Given text:

————

Source code for flambe.field.bow

from typing import Dict, Optional
from collections import OrderedDict as odict

import torch

from flambe.field import Field
from flambe.tokenizer import Tokenizer, NGramsTokenizer


[docs]class BoWField(Field):
    """Featurize raw text inputs using bag of words (BoW)

    This class performs tokenization and numericalization.

    The pad, unk, when given, are assigned the first indices in the
    vocabulary, in that order. This means, that whenever a pad token
    is specified, it will always use the 0 index.

    Examples
    --------

    >>> f = BoWField(min_freq=2, normalize=True)
    >>> f.setup(['thank you', 'thank you very much', 'thanks a lot'])
    >>> f._vocab.keys()
    ['thank', you']

    Note that 'thank' and 'you' are the only ones that appear twice.

    >>> f.process("thank you really. You help was awesome")
    tensor([1, 2])

    """

    def __init__(self,  # nosec
                 tokenizer: Optional[Tokenizer] = None,
                 lower: bool = False,
                 unk_token: str = '<unk>',
                 min_freq: int = 5,
                 normalize: bool = False,
                 scale_factor: float = None) -> None:
        """Initialize the BoW object.

        Parameters
        ----------
        tokenizer : Tokenizer, optional
            Tokenizer to use, by default NGramsTokenizer()
        lower : bool, optional
            If given, lowercase the input, by default False
        unk_token : str, optional
            The token to use for out of vocabulary tokens
            (defaults to '<unk>')

————

Recorded information:

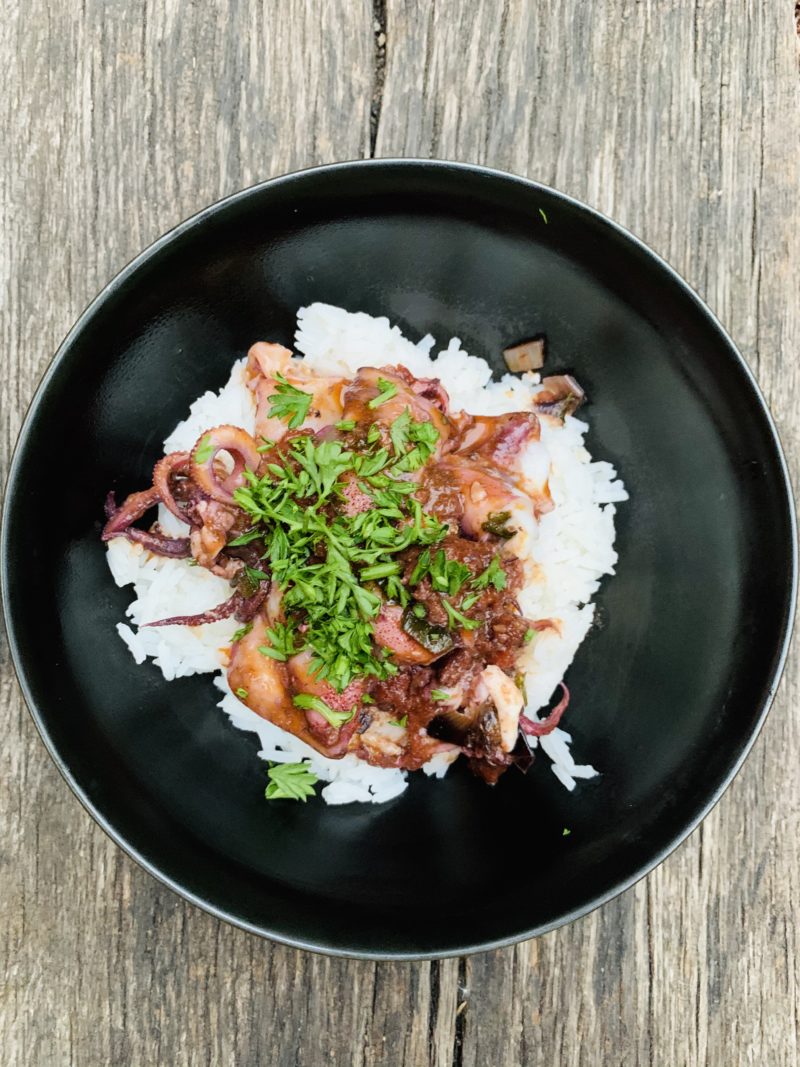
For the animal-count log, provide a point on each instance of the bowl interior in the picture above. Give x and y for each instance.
(668, 688)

————

Requests:
(1) In the BoWField source code, which tokenizer is used when none is passed in?
(2) Proceed with the BoWField source code from the point where it stops.
The material has no role in any of these tasks.

Task answers:
(1) NGramsTokenizer()

(2)
        min_freq : int, optional
            Minimum frequency to include token in the vocabulary
            (defaults to 5)
        normalize : bool, optional
            Normalize or not the bag of words using L1 norm
            (defaults to False)
        scale_factor : float, optional
            Factor to scale the resulting normalized feature value.
            Only available when normalize is True (defaults to 1.0)

        """
        self.tokenizer = tokenizer or NGramsTokenizer()
        self.lower = lower
        self.unk = unk_token

        self.min_freq = min_freq
        self.normalize = normalize
        self.scale_factor = scale_factor

        self.vocab: Dict[str, int] = odict()
        self.vocab[unk_token] = 0
        self.full_vocab: Dict[str, int] = {}

        if scale_factor and not normalize:
            raise ValueError(f"Cannot specify scale_factor without normalizing")

        self.register_attrs('vocab', 'full_vocab')

    @property
[docs]    def vocab_size(self) -> int:
        """Get the vocabulary length.

        Returns
        -------
        int
            The length of the vocabulary

        """
        return len(self.vocab)

[docs]    def process(self, example):
        # Lowercase and tokenize
        example = example.lower() if self.lower else example
        tokens = self.tokenizer(example)

        # Numericalize
        numericals = [0] * len(self.vocab)
        for token in tokens:
            if token in self.vocab:
                numericals[self.vocab[token]] += 1
            else:
                if token not in self.full_vocab:
                    if self.unk is None or self.unk not in self.vocab:
                        raise ValueError("Encounterd out-of-vocabulary token \
                                          but the unk_token is either missing \
                                          or not defined in the vocabulary.")
                    else:
                        # Accumulate in numericals
                        numericals[self.vocab[self.unk]] += 1  # type: ignore

        processed = torch.tensor(numericals).float()
        if self.normalize:
            processed = torch.nn.functional.normalize(processed, dim=0, p=1)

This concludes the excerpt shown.